* [TASK STATEMENT]: Output the records precisely as they stand. Pictures are to be skipped.

^^^^

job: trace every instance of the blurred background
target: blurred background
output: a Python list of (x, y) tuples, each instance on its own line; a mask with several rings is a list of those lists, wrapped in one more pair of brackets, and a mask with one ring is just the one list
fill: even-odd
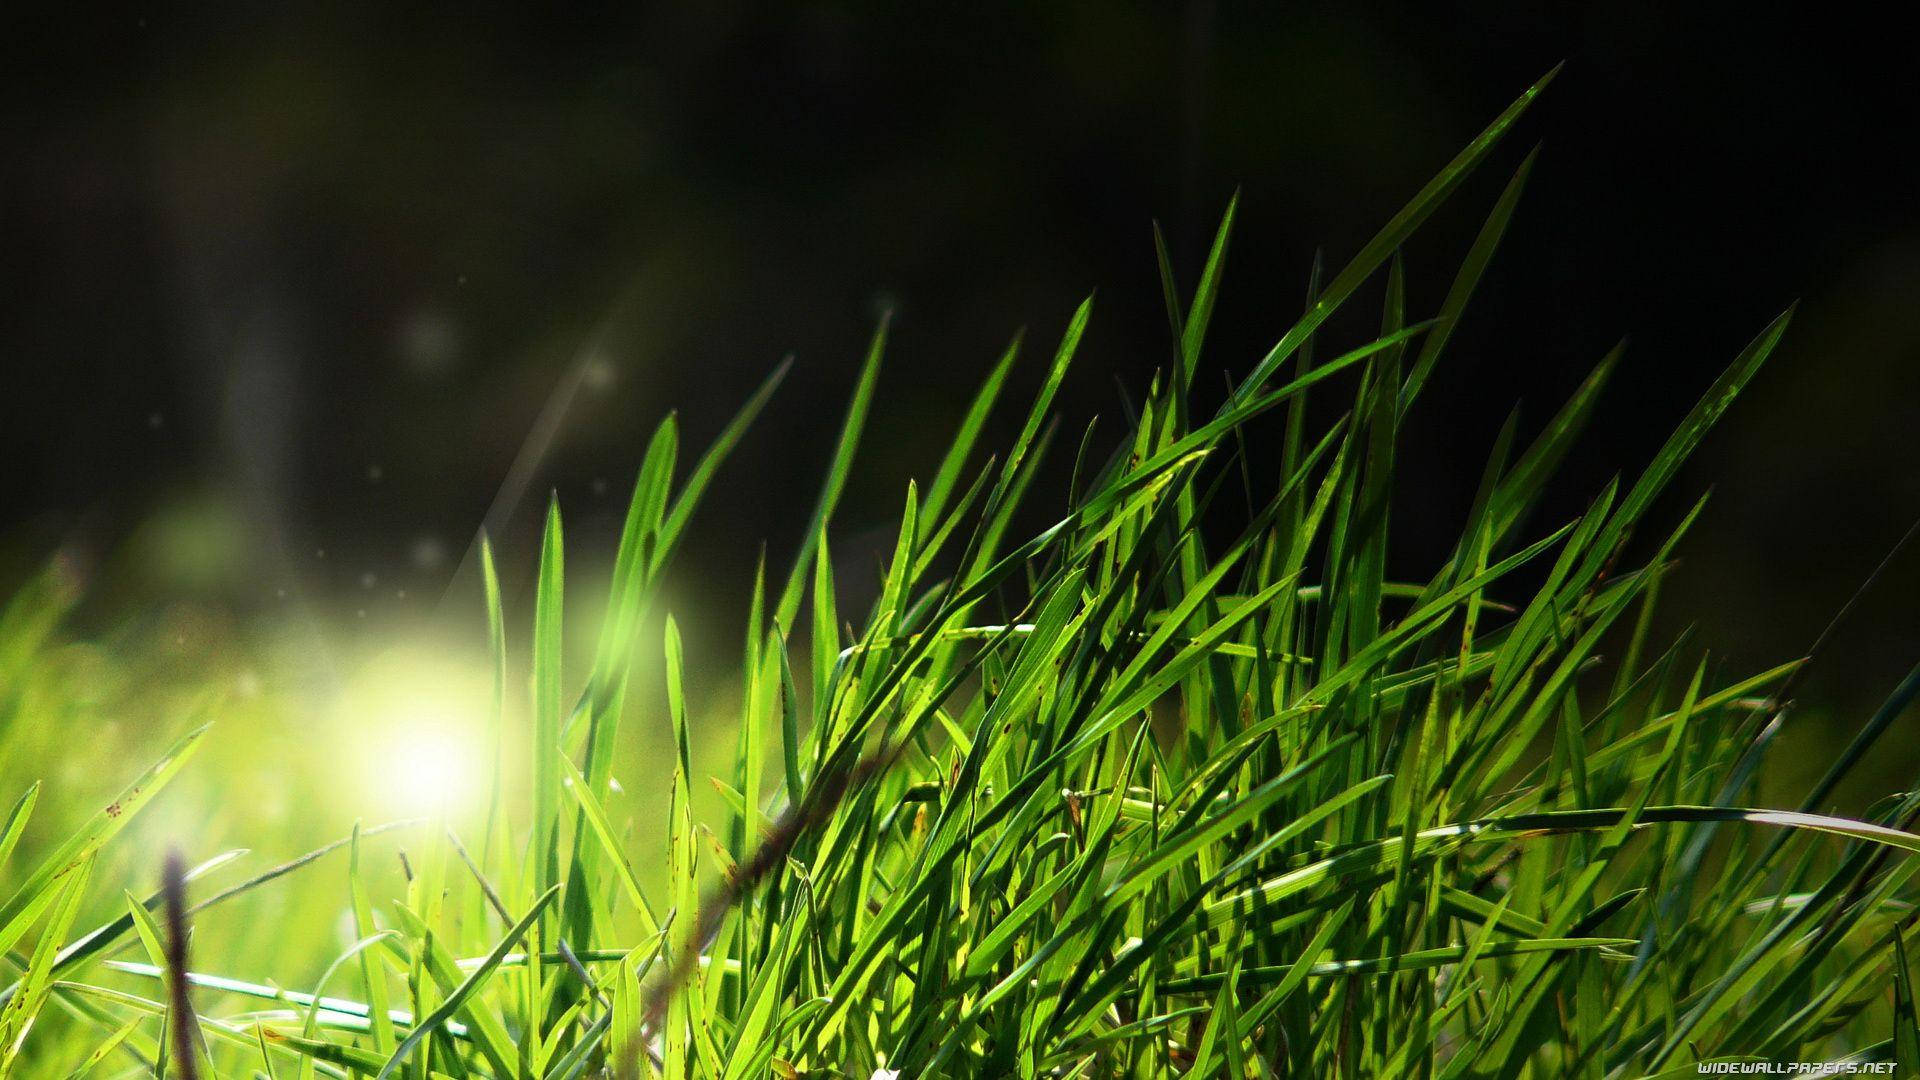
[[(1713, 488), (1669, 629), (1697, 626), (1729, 675), (1782, 662), (1920, 516), (1920, 95), (1892, 18), (1207, 0), (15, 6), (0, 14), (0, 583), (76, 605), (34, 639), (59, 658), (42, 677), (66, 688), (47, 700), (73, 724), (120, 726), (49, 713), (0, 755), (25, 775), (76, 731), (103, 758), (147, 745), (139, 733), (178, 730), (212, 673), (257, 745), (233, 751), (242, 787), (177, 819), (223, 798), (309, 812), (261, 762), (322, 752), (316, 726), (378, 728), (389, 705), (355, 696), (365, 673), (426, 662), (396, 658), (396, 641), (460, 667), (421, 643), (481, 626), (461, 572), (478, 525), (524, 620), (557, 492), (570, 577), (590, 583), (569, 599), (591, 609), (654, 424), (678, 409), (689, 452), (704, 446), (791, 354), (677, 569), (676, 614), (708, 672), (696, 689), (718, 700), (754, 561), (796, 547), (883, 310), (893, 343), (839, 516), (843, 580), (891, 544), (906, 478), (928, 473), (1018, 329), (1044, 357), (1097, 292), (1064, 411), (1069, 428), (1122, 415), (1169, 355), (1151, 222), (1190, 286), (1243, 192), (1203, 361), (1224, 385), (1289, 324), (1316, 249), (1342, 263), (1561, 60), (1407, 251), (1411, 307), (1431, 311), (1544, 144), (1411, 418), (1396, 572), (1431, 572), (1513, 405), (1530, 434), (1631, 338), (1547, 507), (1570, 515), (1637, 471), (1797, 299), (1784, 349), (1661, 519)], [(1039, 367), (1016, 371), (1015, 399)], [(1920, 660), (1916, 585), (1920, 550), (1802, 685), (1787, 760), (1823, 763)], [(41, 632), (21, 618), (8, 633)], [(334, 704), (269, 708), (263, 688), (283, 686)], [(1873, 786), (1905, 785), (1920, 754), (1875, 767)], [(73, 770), (77, 789), (122, 772)]]

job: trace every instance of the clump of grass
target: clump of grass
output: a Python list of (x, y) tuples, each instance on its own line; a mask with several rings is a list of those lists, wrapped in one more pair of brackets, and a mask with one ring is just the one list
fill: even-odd
[[(828, 546), (883, 325), (807, 540), (784, 576), (763, 568), (756, 582), (733, 767), (718, 777), (693, 768), (672, 619), (647, 646), (664, 652), (663, 699), (630, 700), (634, 642), (651, 637), (693, 508), (777, 377), (677, 480), (669, 419), (584, 678), (562, 668), (564, 542), (549, 511), (532, 751), (503, 763), (529, 803), (497, 777), (467, 835), (426, 827), (400, 895), (371, 894), (356, 831), (200, 899), (205, 926), (229, 898), (344, 849), (353, 940), (311, 992), (280, 988), (272, 956), (188, 973), (204, 1048), (168, 1046), (181, 954), (151, 914), (159, 898), (129, 894), (118, 918), (71, 928), (91, 857), (179, 769), (189, 736), (0, 901), (0, 951), (40, 928), (31, 955), (14, 954), (0, 1068), (23, 1047), (18, 1060), (87, 1075), (179, 1058), (209, 1075), (381, 1080), (1913, 1067), (1902, 935), (1920, 793), (1860, 819), (1819, 811), (1920, 679), (1799, 804), (1756, 808), (1796, 665), (1722, 680), (1691, 643), (1651, 640), (1698, 504), (1629, 543), (1785, 316), (1636, 479), (1536, 525), (1612, 368), (1602, 360), (1531, 444), (1511, 423), (1500, 432), (1430, 576), (1387, 576), (1402, 420), (1531, 158), (1434, 317), (1406, 315), (1394, 254), (1538, 90), (1344, 269), (1316, 275), (1304, 315), (1211, 413), (1193, 387), (1231, 208), (1190, 295), (1162, 259), (1174, 360), (1110, 451), (1088, 438), (1070, 463), (1054, 452), (1082, 305), (1019, 434), (983, 453), (1009, 350), (932, 479), (905, 492), (878, 598), (857, 613), (838, 602)], [(1380, 332), (1328, 355), (1323, 324), (1383, 270)], [(1309, 396), (1328, 395), (1349, 407), (1311, 427)], [(1255, 449), (1256, 423), (1277, 426), (1276, 451)], [(1070, 504), (1022, 531), (1036, 474), (1069, 467)], [(508, 623), (491, 551), (483, 565), (504, 726), (519, 715)], [(671, 726), (670, 760), (623, 759), (629, 713)], [(630, 861), (616, 774), (670, 788), (667, 820), (638, 824), (670, 839), (664, 890)], [(702, 785), (727, 808), (711, 823), (694, 819)], [(33, 799), (0, 827), (0, 859)], [(53, 1010), (60, 1039), (22, 1042)]]

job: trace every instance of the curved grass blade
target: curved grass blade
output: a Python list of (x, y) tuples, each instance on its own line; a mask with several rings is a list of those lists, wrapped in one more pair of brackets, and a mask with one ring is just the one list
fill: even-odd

^^^^

* [ANSWER SPACE]:
job: trace every instance of the blurred background
target: blurred background
output: a Python list of (x, y) tuples, each instance on its own line; a mask with several rings is a list of those lists, wrapped in one more pair of brackets, and a mask with one ring is just the one list
fill: even-odd
[[(1713, 488), (1669, 629), (1697, 626), (1729, 675), (1782, 662), (1920, 516), (1920, 95), (1892, 18), (1207, 0), (15, 6), (0, 14), (0, 583), (76, 605), (34, 639), (59, 658), (42, 677), (66, 688), (47, 700), (73, 724), (120, 726), (49, 713), (0, 755), (25, 775), (76, 731), (103, 758), (147, 745), (139, 733), (178, 730), (212, 673), (257, 745), (233, 751), (242, 787), (177, 819), (223, 798), (309, 812), (261, 762), (322, 752), (316, 726), (378, 728), (389, 705), (355, 696), (365, 673), (426, 662), (396, 658), (396, 641), (460, 667), (421, 643), (481, 626), (461, 572), (478, 525), (524, 620), (557, 492), (570, 577), (590, 583), (569, 599), (591, 609), (654, 424), (678, 409), (689, 452), (704, 446), (791, 354), (677, 569), (676, 614), (708, 672), (696, 689), (718, 700), (754, 561), (796, 547), (883, 310), (893, 343), (839, 516), (843, 580), (891, 544), (906, 478), (928, 473), (1018, 329), (1044, 357), (1097, 292), (1064, 411), (1069, 428), (1122, 415), (1169, 355), (1151, 222), (1190, 286), (1243, 192), (1203, 361), (1224, 385), (1289, 324), (1316, 249), (1342, 263), (1561, 60), (1407, 251), (1411, 307), (1431, 311), (1544, 144), (1411, 418), (1396, 572), (1431, 572), (1513, 405), (1530, 434), (1631, 338), (1547, 507), (1570, 515), (1637, 471), (1797, 299), (1784, 349), (1661, 519)], [(1039, 367), (1016, 371), (1015, 399)], [(1920, 660), (1916, 585), (1920, 550), (1802, 685), (1787, 760), (1823, 763)], [(41, 632), (21, 618), (8, 633)], [(334, 704), (269, 708), (263, 688), (283, 686)], [(1873, 786), (1905, 785), (1920, 754), (1875, 767)], [(73, 770), (77, 789), (122, 772)]]

job: trace every instance of the clump of grass
target: clump of grass
output: a Python list of (x, y) tuples, each instance on its own line; a mask with several rings is a list of those lists, wrapped in one more pair of brackets, and a mask with one ring is just the one list
fill: even-odd
[[(828, 546), (883, 325), (807, 540), (784, 576), (763, 568), (756, 582), (733, 767), (718, 777), (693, 768), (672, 619), (647, 646), (664, 652), (663, 699), (630, 700), (634, 642), (651, 637), (693, 508), (777, 377), (677, 480), (669, 419), (584, 678), (562, 668), (564, 542), (549, 511), (532, 751), (503, 763), (529, 803), (497, 777), (467, 835), (426, 827), (400, 895), (371, 894), (356, 831), (200, 899), (205, 926), (229, 898), (344, 849), (353, 940), (311, 992), (280, 988), (272, 956), (188, 973), (204, 1048), (168, 1046), (181, 954), (151, 914), (159, 898), (129, 894), (118, 918), (71, 928), (91, 857), (179, 769), (189, 736), (0, 901), (0, 951), (40, 928), (31, 955), (14, 954), (0, 1068), (23, 1047), (18, 1060), (87, 1075), (179, 1058), (209, 1075), (381, 1080), (1913, 1067), (1902, 935), (1920, 793), (1860, 819), (1819, 811), (1920, 679), (1799, 804), (1756, 808), (1796, 665), (1722, 680), (1691, 643), (1651, 640), (1698, 504), (1629, 543), (1785, 316), (1636, 479), (1536, 525), (1612, 368), (1602, 360), (1531, 444), (1511, 423), (1500, 432), (1430, 576), (1387, 576), (1402, 420), (1531, 158), (1434, 317), (1406, 315), (1394, 254), (1538, 90), (1344, 269), (1316, 275), (1304, 315), (1211, 413), (1193, 387), (1231, 208), (1190, 295), (1162, 259), (1174, 360), (1110, 451), (1088, 438), (1070, 463), (1054, 452), (1082, 305), (1019, 434), (983, 453), (1009, 350), (932, 479), (905, 492), (878, 598), (857, 613), (838, 602)], [(1380, 332), (1328, 355), (1323, 324), (1383, 270)], [(1309, 396), (1328, 395), (1349, 407), (1311, 427)], [(1255, 449), (1256, 423), (1277, 426), (1276, 451)], [(1070, 504), (1022, 531), (1036, 474), (1069, 467)], [(508, 623), (491, 551), (483, 565), (504, 726), (519, 715)], [(671, 726), (670, 760), (623, 759), (629, 713)], [(630, 861), (616, 774), (670, 788), (667, 820), (638, 824), (670, 839), (664, 890)], [(702, 785), (727, 808), (711, 823), (694, 819)], [(33, 799), (0, 827), (0, 859)], [(53, 1010), (60, 1039), (22, 1042)]]

job: trace every instance of the curved grass blade
target: curved grass blade
output: a Python list of (x, y) tuples, each instance on its own line; a mask with several rings is a list of those lists, wrapped in one more pair of brackets, and a mask with one ring is just the one list
fill: even-odd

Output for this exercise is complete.